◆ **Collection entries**
## BEGIN

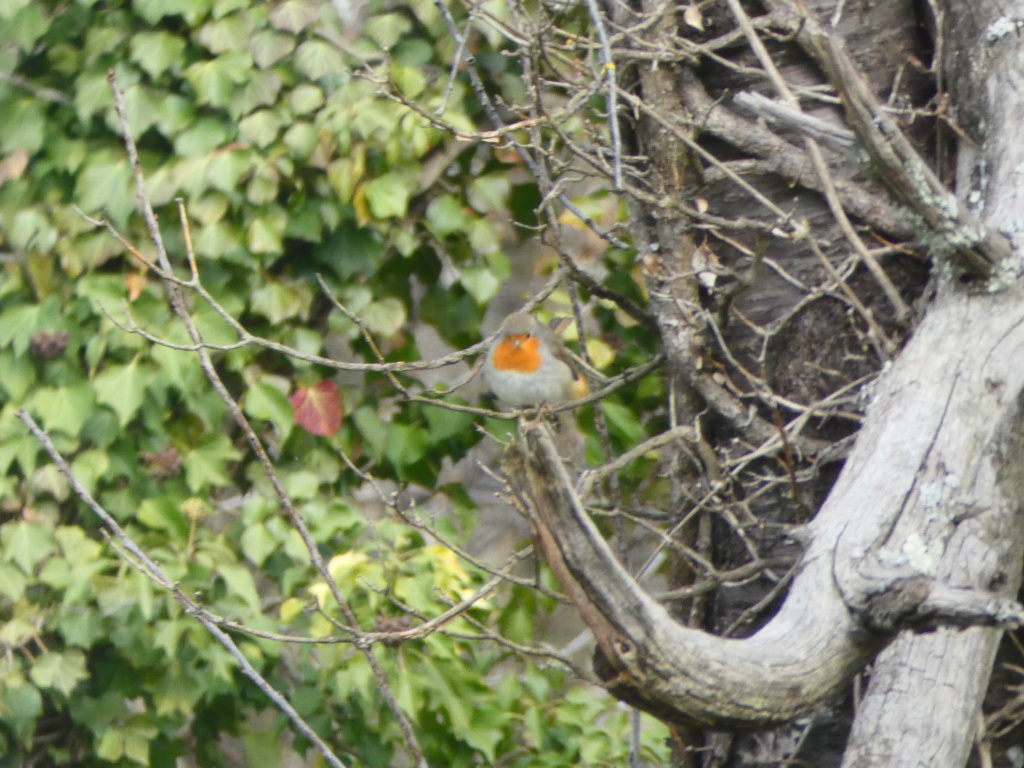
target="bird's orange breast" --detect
[490,334,541,374]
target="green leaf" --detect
[182,51,252,106]
[364,172,413,219]
[196,13,253,53]
[252,281,312,325]
[283,121,319,160]
[359,297,409,339]
[240,523,281,568]
[466,173,512,213]
[0,96,46,155]
[131,32,185,80]
[71,450,111,499]
[469,219,502,256]
[423,408,476,442]
[174,117,230,156]
[245,382,293,442]
[75,153,134,222]
[0,304,42,357]
[29,381,96,437]
[0,352,36,405]
[288,83,324,115]
[29,648,89,696]
[362,13,413,50]
[601,400,646,445]
[92,357,154,427]
[459,266,502,306]
[249,30,295,70]
[294,40,345,80]
[391,65,427,99]
[181,434,242,494]
[427,195,467,238]
[135,496,189,543]
[352,406,387,460]
[270,0,319,35]
[217,563,260,612]
[239,110,282,147]
[246,211,288,253]
[384,424,429,469]
[0,562,29,602]
[0,676,43,743]
[230,70,282,118]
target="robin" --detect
[483,312,587,408]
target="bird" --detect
[483,312,587,408]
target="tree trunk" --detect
[837,2,1024,768]
[508,0,1024,768]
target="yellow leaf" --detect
[278,597,306,624]
[352,184,370,226]
[587,339,615,370]
[327,552,370,584]
[683,5,703,32]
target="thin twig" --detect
[17,409,345,768]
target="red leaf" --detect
[288,379,341,437]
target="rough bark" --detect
[837,2,1024,768]
[509,2,1024,768]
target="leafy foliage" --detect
[0,0,665,766]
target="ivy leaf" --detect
[245,382,294,442]
[181,434,242,494]
[29,648,89,696]
[131,32,185,80]
[288,379,342,437]
[252,281,312,325]
[270,0,319,34]
[249,30,295,70]
[295,40,345,80]
[0,520,55,575]
[360,296,409,339]
[239,110,281,147]
[92,357,153,427]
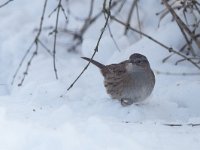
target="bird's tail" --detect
[81,57,106,69]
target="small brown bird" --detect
[82,53,155,106]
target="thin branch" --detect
[162,0,200,48]
[110,15,200,69]
[0,0,14,8]
[53,0,62,79]
[67,0,112,91]
[11,0,48,86]
[124,0,138,35]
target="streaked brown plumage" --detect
[82,53,155,106]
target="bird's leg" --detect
[121,98,133,106]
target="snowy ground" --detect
[0,0,200,150]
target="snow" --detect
[0,0,200,150]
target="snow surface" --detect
[0,0,200,150]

## END

◆ **Stated goal**
Reproduce the data word for word from its first line through the line that contains "[121,98,133,106]", including both ends. Leave the pictures out of your answer.

◆ **Solution below**
target="bird's orange breast" --detect
[490,334,541,374]
target="green leaf" --detect
[182,51,252,106]
[364,172,413,219]
[196,13,253,53]
[252,281,312,325]
[283,121,319,160]
[359,297,409,339]
[240,523,281,568]
[466,173,512,213]
[0,96,46,155]
[131,32,185,80]
[71,450,111,499]
[469,219,502,256]
[423,408,476,442]
[174,117,230,156]
[245,382,293,442]
[75,153,134,222]
[0,304,42,357]
[29,381,96,437]
[0,352,36,405]
[288,83,324,115]
[29,648,89,696]
[362,13,413,50]
[601,400,646,445]
[92,357,154,427]
[459,266,502,306]
[249,30,295,70]
[294,40,345,80]
[391,65,427,99]
[181,434,242,494]
[427,195,467,238]
[135,496,189,543]
[352,406,387,460]
[270,0,319,35]
[217,563,260,612]
[239,110,282,147]
[246,211,288,253]
[384,424,429,469]
[0,562,29,602]
[0,676,43,743]
[230,70,282,118]
target="robin" --detect
[483,312,587,408]
target="bird" --detect
[483,312,587,408]
target="tree trunk" --detect
[837,2,1024,768]
[508,0,1024,768]
target="yellow leaf" --detect
[278,597,306,624]
[352,184,370,226]
[587,339,615,370]
[327,552,370,584]
[683,5,703,32]
target="thin twig" --detect
[17,409,345,768]
target="red leaf" --detect
[288,379,341,437]
target="rough bark" --detect
[837,2,1024,768]
[509,2,1024,768]
target="leafy foliage" --detect
[0,0,665,766]
target="ivy leaf" --detect
[245,382,294,442]
[181,434,242,494]
[29,648,89,696]
[131,32,185,80]
[288,379,342,437]
[252,281,312,325]
[270,0,319,34]
[249,30,295,70]
[295,40,345,80]
[0,520,55,575]
[360,296,409,339]
[239,110,281,147]
[92,357,153,427]
target="bird's tail" --detect
[81,57,106,69]
target="small brown bird" --detect
[82,53,155,106]
target="thin branch" --detect
[162,0,200,48]
[110,15,200,69]
[0,0,14,8]
[53,0,62,79]
[67,0,112,91]
[11,0,48,86]
[124,0,138,35]
target="streaked brown plumage" --detect
[82,53,155,106]
target="bird's leg" --detect
[121,98,133,106]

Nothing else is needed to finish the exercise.